** What you are asked to do **
Exactly reproduce the lines beginning with the line that includes "for the column." and ending with the last line of the data.

** Data shown **
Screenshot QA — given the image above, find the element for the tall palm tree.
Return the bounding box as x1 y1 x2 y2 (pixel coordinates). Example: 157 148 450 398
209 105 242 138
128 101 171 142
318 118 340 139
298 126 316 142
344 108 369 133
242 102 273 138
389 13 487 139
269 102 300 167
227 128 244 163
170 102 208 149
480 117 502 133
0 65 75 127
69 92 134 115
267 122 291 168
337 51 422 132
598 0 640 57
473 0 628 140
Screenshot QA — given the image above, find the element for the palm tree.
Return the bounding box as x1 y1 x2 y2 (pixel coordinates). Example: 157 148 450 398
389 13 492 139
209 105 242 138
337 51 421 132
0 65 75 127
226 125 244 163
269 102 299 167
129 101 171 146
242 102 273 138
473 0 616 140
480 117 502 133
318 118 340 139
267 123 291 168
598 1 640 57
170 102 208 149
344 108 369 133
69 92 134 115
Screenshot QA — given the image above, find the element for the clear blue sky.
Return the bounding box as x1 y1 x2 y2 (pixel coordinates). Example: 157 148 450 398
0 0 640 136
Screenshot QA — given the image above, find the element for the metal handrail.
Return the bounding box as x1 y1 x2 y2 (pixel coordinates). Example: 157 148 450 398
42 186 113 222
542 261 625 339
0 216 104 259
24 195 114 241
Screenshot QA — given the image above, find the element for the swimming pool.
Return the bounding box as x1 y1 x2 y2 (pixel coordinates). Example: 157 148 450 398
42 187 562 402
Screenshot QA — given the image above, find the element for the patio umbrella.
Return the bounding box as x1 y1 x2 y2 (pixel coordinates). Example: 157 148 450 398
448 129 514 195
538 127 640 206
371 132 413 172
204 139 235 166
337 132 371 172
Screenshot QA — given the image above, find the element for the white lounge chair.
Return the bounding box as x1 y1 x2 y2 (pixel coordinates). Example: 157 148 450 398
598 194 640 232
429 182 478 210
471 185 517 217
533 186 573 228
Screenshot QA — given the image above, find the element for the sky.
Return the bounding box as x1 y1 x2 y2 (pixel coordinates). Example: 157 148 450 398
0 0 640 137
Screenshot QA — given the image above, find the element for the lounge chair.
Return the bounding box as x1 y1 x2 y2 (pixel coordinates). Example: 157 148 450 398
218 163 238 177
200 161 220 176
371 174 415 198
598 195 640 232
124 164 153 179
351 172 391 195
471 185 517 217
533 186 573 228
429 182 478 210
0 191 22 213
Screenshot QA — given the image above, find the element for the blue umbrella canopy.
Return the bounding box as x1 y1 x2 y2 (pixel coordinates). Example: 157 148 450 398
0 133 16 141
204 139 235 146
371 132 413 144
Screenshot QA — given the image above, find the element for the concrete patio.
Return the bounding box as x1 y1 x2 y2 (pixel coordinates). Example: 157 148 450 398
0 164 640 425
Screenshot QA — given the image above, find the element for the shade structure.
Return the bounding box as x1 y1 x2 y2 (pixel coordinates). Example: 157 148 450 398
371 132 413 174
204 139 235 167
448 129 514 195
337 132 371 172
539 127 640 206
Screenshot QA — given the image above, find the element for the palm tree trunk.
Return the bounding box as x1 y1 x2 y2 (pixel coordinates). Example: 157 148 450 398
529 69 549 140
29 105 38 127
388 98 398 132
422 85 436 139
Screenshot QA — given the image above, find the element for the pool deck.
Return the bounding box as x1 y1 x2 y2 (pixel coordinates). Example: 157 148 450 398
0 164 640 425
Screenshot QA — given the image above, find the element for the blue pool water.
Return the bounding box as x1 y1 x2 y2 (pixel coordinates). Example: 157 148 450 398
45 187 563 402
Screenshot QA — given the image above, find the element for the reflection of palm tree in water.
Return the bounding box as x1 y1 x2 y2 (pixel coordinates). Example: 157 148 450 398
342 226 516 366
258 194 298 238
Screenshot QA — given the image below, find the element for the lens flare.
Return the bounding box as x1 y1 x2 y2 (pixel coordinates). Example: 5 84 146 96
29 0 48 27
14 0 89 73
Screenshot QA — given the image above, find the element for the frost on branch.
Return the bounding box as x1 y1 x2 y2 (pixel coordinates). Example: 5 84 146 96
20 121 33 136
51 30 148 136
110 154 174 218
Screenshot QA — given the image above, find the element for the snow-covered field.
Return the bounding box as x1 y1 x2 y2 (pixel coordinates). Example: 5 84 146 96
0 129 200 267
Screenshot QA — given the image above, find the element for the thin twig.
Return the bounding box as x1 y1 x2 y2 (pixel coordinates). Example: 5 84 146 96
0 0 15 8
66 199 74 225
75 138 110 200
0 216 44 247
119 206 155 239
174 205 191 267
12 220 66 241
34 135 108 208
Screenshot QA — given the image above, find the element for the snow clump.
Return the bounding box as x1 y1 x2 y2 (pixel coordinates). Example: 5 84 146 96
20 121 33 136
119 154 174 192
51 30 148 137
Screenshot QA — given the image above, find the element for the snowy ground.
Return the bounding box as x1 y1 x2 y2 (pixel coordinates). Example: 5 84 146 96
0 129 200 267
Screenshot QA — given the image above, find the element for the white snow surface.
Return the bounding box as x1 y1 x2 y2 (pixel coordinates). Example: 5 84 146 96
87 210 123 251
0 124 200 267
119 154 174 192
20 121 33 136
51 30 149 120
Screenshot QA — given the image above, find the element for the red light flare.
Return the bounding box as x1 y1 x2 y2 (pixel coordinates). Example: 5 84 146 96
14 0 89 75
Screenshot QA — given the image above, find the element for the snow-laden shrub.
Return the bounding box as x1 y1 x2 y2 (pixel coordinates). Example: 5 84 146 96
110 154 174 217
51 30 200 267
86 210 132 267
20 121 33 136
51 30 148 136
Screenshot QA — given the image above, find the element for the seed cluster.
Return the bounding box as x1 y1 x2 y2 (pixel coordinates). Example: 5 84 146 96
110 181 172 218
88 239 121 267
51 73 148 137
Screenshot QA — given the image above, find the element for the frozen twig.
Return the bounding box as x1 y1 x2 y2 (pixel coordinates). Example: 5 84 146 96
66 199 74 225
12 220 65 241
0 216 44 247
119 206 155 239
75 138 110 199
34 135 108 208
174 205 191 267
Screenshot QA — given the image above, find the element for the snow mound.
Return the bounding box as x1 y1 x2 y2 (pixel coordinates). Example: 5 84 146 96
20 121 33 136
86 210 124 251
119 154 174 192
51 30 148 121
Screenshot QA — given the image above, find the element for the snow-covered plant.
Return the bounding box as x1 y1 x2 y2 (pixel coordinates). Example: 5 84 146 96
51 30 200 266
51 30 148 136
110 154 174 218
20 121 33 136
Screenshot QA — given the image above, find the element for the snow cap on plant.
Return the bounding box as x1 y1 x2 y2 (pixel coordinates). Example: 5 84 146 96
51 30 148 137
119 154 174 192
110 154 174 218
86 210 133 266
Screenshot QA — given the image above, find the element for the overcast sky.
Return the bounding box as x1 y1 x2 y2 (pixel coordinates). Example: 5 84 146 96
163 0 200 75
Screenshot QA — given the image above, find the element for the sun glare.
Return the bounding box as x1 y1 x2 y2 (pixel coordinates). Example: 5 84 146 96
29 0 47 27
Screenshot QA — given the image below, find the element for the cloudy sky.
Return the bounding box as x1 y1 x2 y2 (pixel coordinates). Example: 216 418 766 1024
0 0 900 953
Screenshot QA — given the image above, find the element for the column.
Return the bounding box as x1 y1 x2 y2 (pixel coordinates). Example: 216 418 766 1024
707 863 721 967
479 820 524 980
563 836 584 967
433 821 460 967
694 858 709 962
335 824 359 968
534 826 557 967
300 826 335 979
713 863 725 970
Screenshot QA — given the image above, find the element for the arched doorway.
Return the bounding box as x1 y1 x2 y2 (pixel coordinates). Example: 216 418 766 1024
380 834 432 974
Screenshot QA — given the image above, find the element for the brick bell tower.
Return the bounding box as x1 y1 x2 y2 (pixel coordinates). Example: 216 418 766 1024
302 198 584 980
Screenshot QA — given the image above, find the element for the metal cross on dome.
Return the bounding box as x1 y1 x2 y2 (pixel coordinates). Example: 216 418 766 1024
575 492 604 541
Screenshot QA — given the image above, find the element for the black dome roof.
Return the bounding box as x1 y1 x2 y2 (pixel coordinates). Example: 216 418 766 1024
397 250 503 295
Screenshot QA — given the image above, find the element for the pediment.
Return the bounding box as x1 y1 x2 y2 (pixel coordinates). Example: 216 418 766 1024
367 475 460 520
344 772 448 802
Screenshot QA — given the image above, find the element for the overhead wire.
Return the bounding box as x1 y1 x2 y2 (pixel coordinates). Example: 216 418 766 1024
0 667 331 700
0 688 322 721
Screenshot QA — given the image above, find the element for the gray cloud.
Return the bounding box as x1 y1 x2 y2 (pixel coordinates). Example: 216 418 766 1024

** Answer to this exercise **
Screenshot QA — given the image above, find the element for the column.
Return the bounding box as x1 y1 x2 y2 (pixel coordinates). Example: 216 418 766 1024
707 863 721 967
479 820 524 980
563 836 584 967
433 821 460 967
694 858 709 962
335 824 359 968
534 826 557 967
300 826 335 979
713 863 725 970
Screenshot QA — given the image above, find the element for the arched doorway.
Return the bounding box as x1 y1 x2 y2 (pixel coordinates). Example: 216 418 766 1024
380 834 432 974
Screenshot QA — given the image above, find the element for the brick bell tower.
Return the bounding box as x1 y1 x2 y2 (pixel coordinates). Example: 216 418 766 1024
302 198 584 980
Screenshot QA — given the image above, find the element for the metal cross on dome.
Return the bounding box as x1 y1 x2 y2 (pixel coordinates). Example: 216 418 766 1024
575 492 604 541
Screenshot QA — given the image above, find the element for the black dome roof.
Return the bounding box as x1 y1 x2 y2 (pixel coordinates). Example: 216 418 766 1024
397 250 503 295
Screenshot QA — given the image above, find the element for the pediment.
Return the bounding box as x1 y1 x2 y2 (pixel coordinates). Example: 216 418 766 1024
367 475 460 520
344 772 448 802
Screenshot QA — given the image above, find the element for the overhead wire.
Return the bounding box as x1 y1 x2 y2 (pixel coordinates). Example: 216 418 766 1024
0 667 331 700
0 688 322 721
Screenshot QA — given the image above, find the element for the gray cloud.
Return the bounding box as x1 y1 x2 y2 (pixel coordinates). Example: 216 418 766 1024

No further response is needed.